==== Document extract ====

Last week on American Horror Story: Asylum, Kit and Grace sex it up, Dr. Sleazebag is still a sleazebag and a chick was claiming to be Anne Frank.
Hello everyone and welcome to part two of I am Anne Frank.
I sincerely apologize for getting this up so late. It’s near the end of the semester and you know how professors are. I’ve been swamped with papers and projects. Thanks for being patient. LUV YALL!
Let me just start off by saying that this episode scared the crap out of me. No lie. I watched most of it through my fingers, because that’s what mature college students do. Enjoy this picture of me being mature.
Live long and prosper.
Now, on to the show. Sister Christian is sitting in her car. YOU’RE MOTORIN’ She is meeting up with the Nazi hunter to get the scoop on Dr. Sleazebag. Where’s the rest of the gang? Solo hunt!
Nazi hunter says of course I know Dr. Sleazebag. Apparently, Dr. Sleazebag was part of this group that gave the SS officers new identities so they can work in the U.S. Well God Bless America what a great idea that was!
Land of the free, Home of the LIARS
Annie Oakley busts up into Sister Mary Evil Demon’s crib with Dr. scumbag crawling in front of her. Anne demands to see sister Christian or she’ll pop a cap in the scumbag’s head. Some security dude comes up behind her and tells her to drop the gun.
Sister Christian is back from investigatin’ the scumbag and gets a wonderful treat of talking to Anne Frank again. Anne is going on and on about there being mutant sluts in Dr. Sleazebag’s evil lair. A few eye rolls and some bad German accents later, a man arrives at the asylum.
Turns out, he is Anne Frank’s husband. AND GET THIS, Anne is actually a chick named Charlotte who went cuckoo for cocoa puffs after she had a baby. Charlotte read the diary when she was knocked up and became obsessed with her story and decided she wanted to be Anne Frank. I mean, when I grew up, I wanted to be Clara in the Nutcracker. Or Beyonce, yeah definitely Beyonce. But to each his own. To. Each. His. Own.
We’re treated with some flashback footage shot on the Brady Bunch camera that shows us how nuts Charlotte is.
“Honey have you seen my Justin Bieber biography?”

==== Source material ====

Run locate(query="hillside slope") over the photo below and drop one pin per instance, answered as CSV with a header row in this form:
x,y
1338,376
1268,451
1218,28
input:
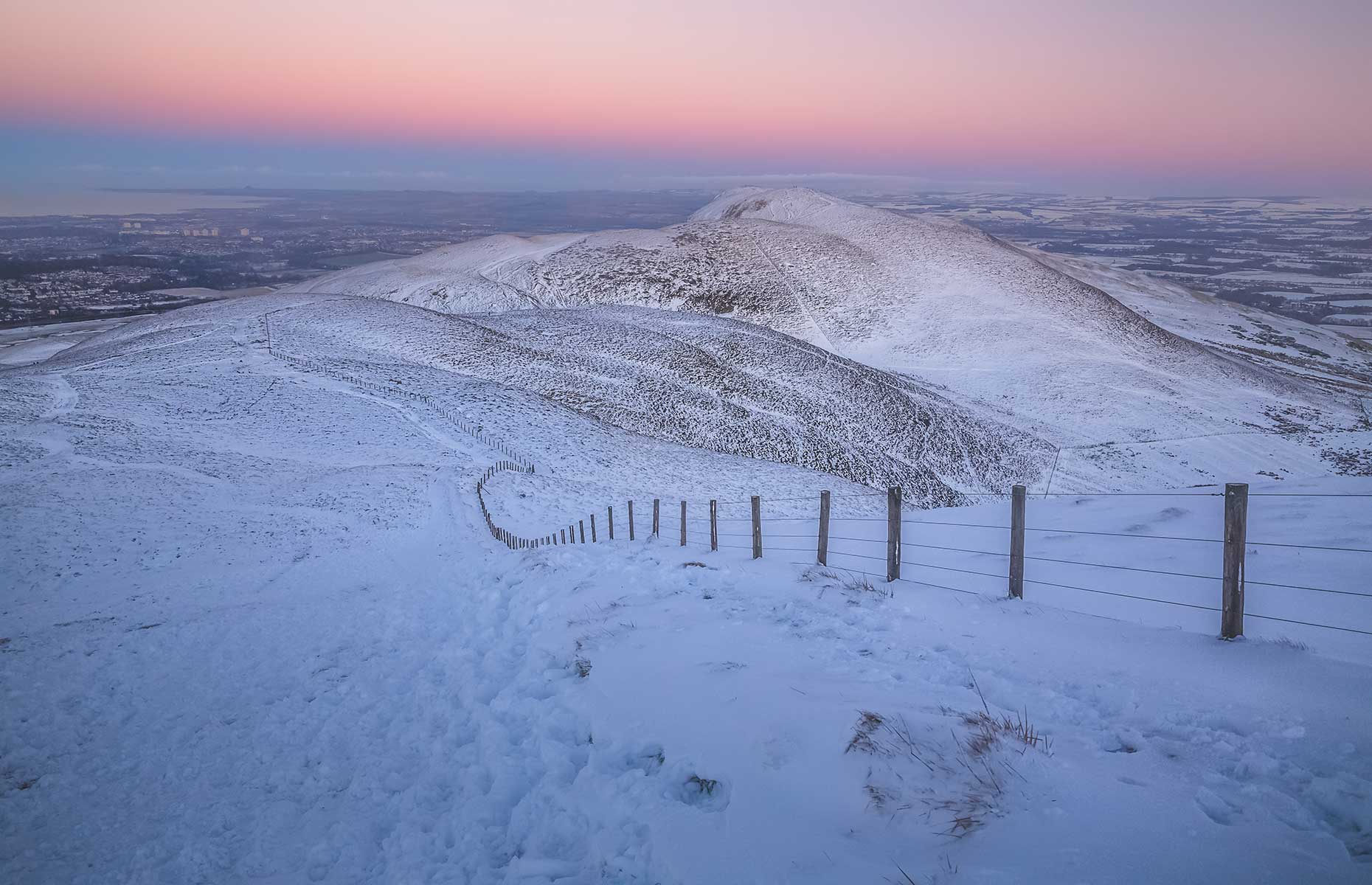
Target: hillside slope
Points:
x,y
254,630
994,325
704,382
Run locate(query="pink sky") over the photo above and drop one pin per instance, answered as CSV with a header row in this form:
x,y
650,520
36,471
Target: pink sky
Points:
x,y
873,86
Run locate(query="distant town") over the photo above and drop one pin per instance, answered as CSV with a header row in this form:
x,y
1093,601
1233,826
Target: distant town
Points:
x,y
60,268
1305,258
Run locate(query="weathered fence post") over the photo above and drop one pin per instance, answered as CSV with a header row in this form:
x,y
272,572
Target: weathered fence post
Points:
x,y
1017,542
822,555
892,532
758,527
1235,542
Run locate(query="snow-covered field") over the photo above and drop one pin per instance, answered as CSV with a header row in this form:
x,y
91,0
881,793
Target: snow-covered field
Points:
x,y
255,629
1140,384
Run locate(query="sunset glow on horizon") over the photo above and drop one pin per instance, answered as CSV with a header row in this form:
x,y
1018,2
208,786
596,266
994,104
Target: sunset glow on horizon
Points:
x,y
1269,92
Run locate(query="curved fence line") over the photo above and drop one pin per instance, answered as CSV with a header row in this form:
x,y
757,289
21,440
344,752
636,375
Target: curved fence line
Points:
x,y
513,462
1234,538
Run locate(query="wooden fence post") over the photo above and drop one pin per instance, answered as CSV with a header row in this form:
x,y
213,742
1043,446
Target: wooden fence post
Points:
x,y
1235,542
892,532
758,527
822,555
1017,542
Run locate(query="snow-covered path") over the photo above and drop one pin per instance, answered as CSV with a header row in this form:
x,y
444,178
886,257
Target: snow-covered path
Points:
x,y
254,630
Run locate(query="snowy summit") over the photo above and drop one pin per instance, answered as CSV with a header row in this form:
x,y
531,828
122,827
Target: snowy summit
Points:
x,y
799,542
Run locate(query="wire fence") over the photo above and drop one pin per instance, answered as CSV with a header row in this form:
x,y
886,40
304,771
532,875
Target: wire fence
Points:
x,y
899,540
977,556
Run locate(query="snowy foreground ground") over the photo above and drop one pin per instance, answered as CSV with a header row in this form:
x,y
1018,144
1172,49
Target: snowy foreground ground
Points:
x,y
253,629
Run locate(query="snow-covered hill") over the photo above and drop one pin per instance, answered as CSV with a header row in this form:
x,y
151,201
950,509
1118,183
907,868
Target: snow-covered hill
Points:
x,y
705,382
253,629
995,325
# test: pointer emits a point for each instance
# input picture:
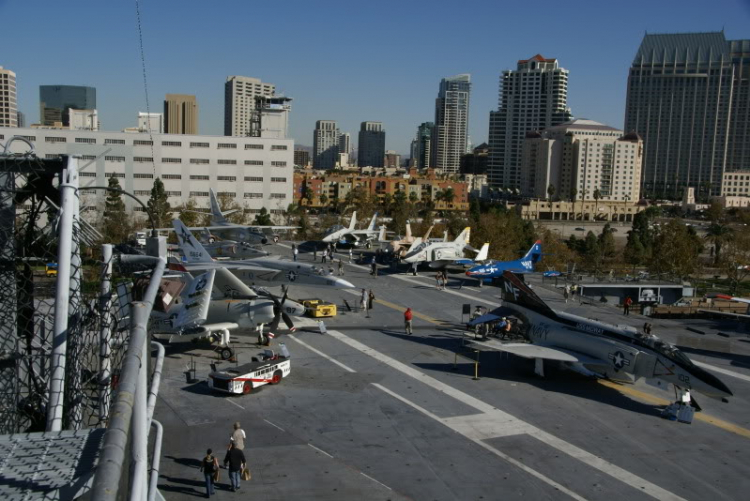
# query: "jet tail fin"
(414, 244)
(517, 292)
(371, 226)
(464, 235)
(190, 246)
(535, 253)
(216, 215)
(483, 252)
(196, 300)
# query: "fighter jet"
(591, 347)
(194, 312)
(443, 253)
(495, 269)
(222, 228)
(402, 245)
(265, 271)
(350, 235)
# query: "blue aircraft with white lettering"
(495, 269)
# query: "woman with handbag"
(210, 469)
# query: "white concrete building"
(83, 119)
(582, 157)
(8, 104)
(239, 103)
(255, 172)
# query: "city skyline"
(393, 84)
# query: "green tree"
(117, 225)
(263, 218)
(158, 205)
(717, 234)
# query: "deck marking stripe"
(275, 426)
(586, 457)
(234, 403)
(374, 480)
(320, 450)
(721, 370)
(486, 446)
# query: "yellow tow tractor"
(317, 308)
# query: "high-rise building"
(345, 143)
(451, 123)
(532, 97)
(239, 103)
(8, 104)
(325, 144)
(151, 122)
(56, 100)
(689, 99)
(421, 146)
(582, 160)
(180, 114)
(371, 146)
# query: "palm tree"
(597, 196)
(717, 234)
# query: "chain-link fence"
(82, 367)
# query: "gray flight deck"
(369, 413)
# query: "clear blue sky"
(349, 61)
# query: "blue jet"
(495, 269)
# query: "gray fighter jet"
(264, 271)
(591, 347)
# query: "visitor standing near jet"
(407, 321)
(626, 306)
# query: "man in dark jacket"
(235, 458)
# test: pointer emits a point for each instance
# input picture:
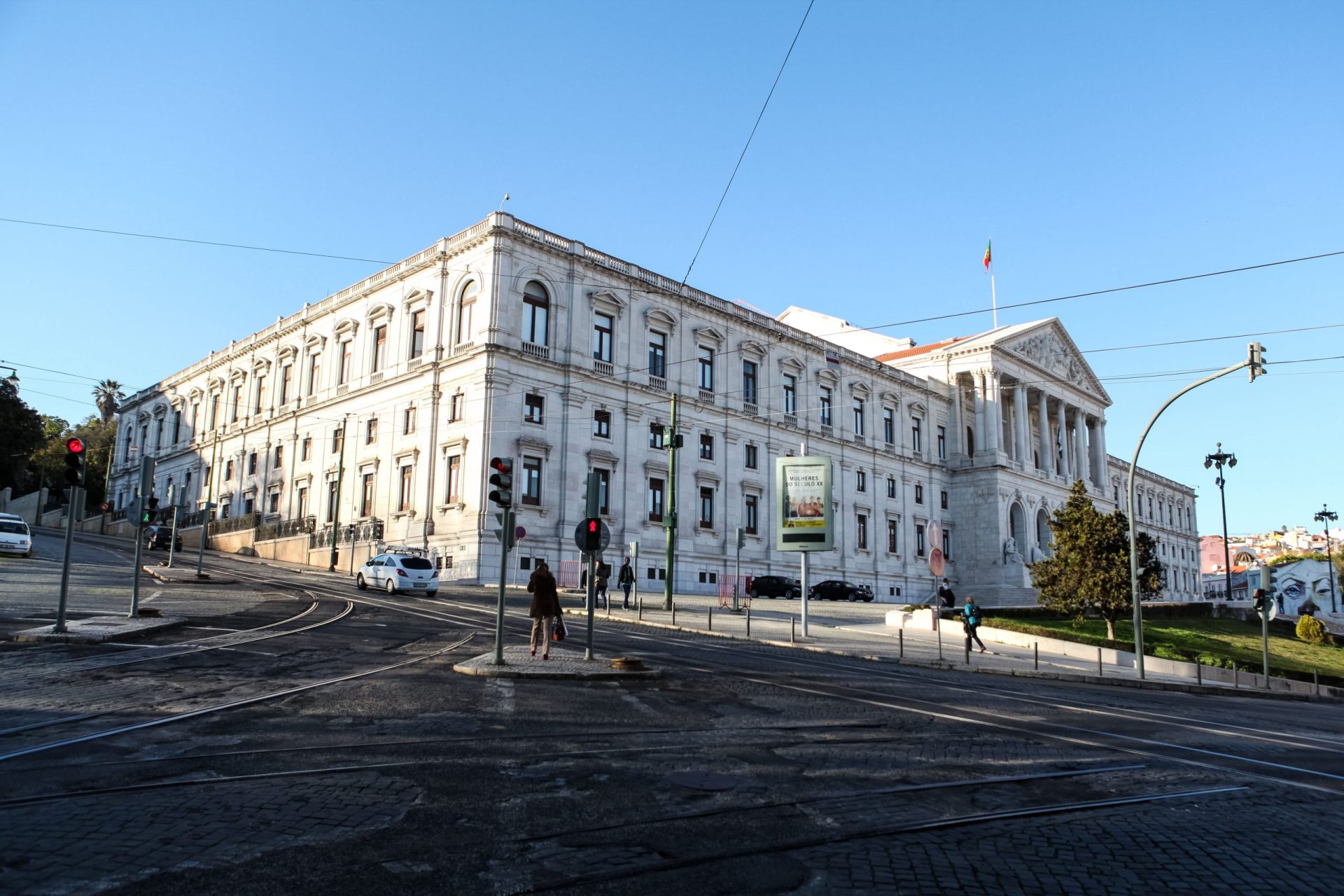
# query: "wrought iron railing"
(286, 528)
(365, 531)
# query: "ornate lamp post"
(1326, 517)
(1219, 458)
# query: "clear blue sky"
(1100, 144)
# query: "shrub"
(1310, 629)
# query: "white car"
(15, 536)
(396, 573)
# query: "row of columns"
(1079, 451)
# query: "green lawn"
(1211, 641)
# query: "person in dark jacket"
(546, 606)
(625, 578)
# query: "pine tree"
(1089, 568)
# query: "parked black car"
(774, 586)
(158, 536)
(840, 590)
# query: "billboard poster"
(806, 520)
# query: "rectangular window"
(604, 491)
(366, 503)
(419, 333)
(454, 480)
(705, 368)
(343, 371)
(655, 501)
(533, 480)
(749, 382)
(405, 503)
(379, 347)
(464, 321)
(657, 354)
(536, 406)
(603, 327)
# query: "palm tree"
(106, 394)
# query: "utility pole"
(670, 516)
(340, 479)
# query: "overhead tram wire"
(748, 146)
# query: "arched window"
(537, 309)
(465, 314)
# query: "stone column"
(1062, 440)
(1046, 450)
(958, 434)
(979, 378)
(1023, 421)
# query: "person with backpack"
(971, 620)
(625, 578)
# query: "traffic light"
(592, 535)
(1256, 354)
(502, 480)
(74, 461)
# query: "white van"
(15, 536)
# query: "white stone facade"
(508, 340)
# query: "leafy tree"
(20, 435)
(1089, 568)
(105, 396)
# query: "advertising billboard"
(804, 519)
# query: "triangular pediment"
(1047, 346)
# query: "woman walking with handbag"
(546, 606)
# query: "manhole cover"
(705, 780)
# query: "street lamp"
(1218, 458)
(1326, 517)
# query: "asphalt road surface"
(300, 736)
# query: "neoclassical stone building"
(382, 405)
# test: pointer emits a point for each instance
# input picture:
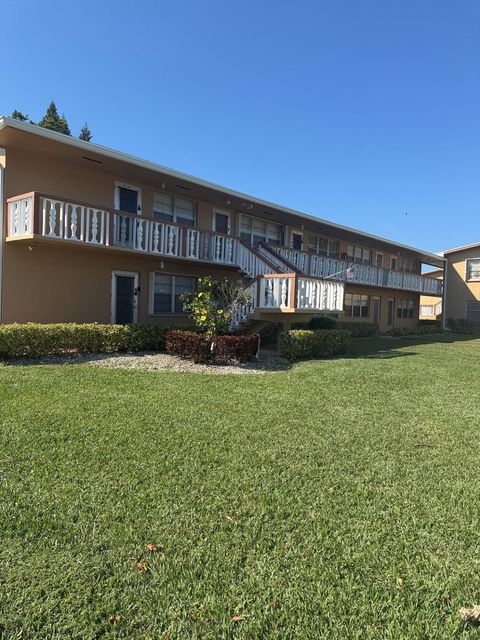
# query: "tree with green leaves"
(85, 133)
(53, 121)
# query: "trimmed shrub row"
(201, 348)
(302, 344)
(359, 329)
(33, 340)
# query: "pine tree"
(53, 121)
(85, 133)
(18, 115)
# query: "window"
(356, 306)
(473, 269)
(172, 209)
(405, 309)
(324, 246)
(128, 198)
(256, 230)
(167, 291)
(359, 254)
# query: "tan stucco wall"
(36, 172)
(460, 292)
(385, 296)
(51, 284)
(48, 283)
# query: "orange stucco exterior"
(46, 280)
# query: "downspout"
(2, 228)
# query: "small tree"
(85, 133)
(53, 121)
(211, 306)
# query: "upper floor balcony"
(321, 267)
(35, 215)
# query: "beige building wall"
(68, 284)
(48, 282)
(459, 292)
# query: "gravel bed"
(267, 361)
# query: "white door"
(125, 291)
(221, 222)
(297, 240)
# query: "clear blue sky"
(356, 111)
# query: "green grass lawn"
(340, 499)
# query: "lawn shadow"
(385, 347)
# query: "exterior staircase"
(279, 290)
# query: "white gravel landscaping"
(267, 361)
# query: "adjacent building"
(462, 282)
(90, 234)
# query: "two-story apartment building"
(462, 282)
(92, 234)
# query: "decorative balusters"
(73, 223)
(20, 217)
(52, 219)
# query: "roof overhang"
(15, 133)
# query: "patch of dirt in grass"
(267, 361)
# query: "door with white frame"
(125, 292)
(128, 199)
(221, 222)
(377, 309)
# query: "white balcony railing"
(321, 267)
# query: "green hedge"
(359, 329)
(304, 343)
(35, 340)
(201, 348)
(419, 330)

====

Task list:
A - List each different name the recap uses for the doctor whom the Nazi hunter talks about.
B - In the recap, who does the man who arrives at the asylum turn out to be?
The items come from a different source than the recap.

Expected results:
A - Dr. Sleazebag, Dr. scumbag, the scumbag

B - He turns out to be Anne Frank's husband.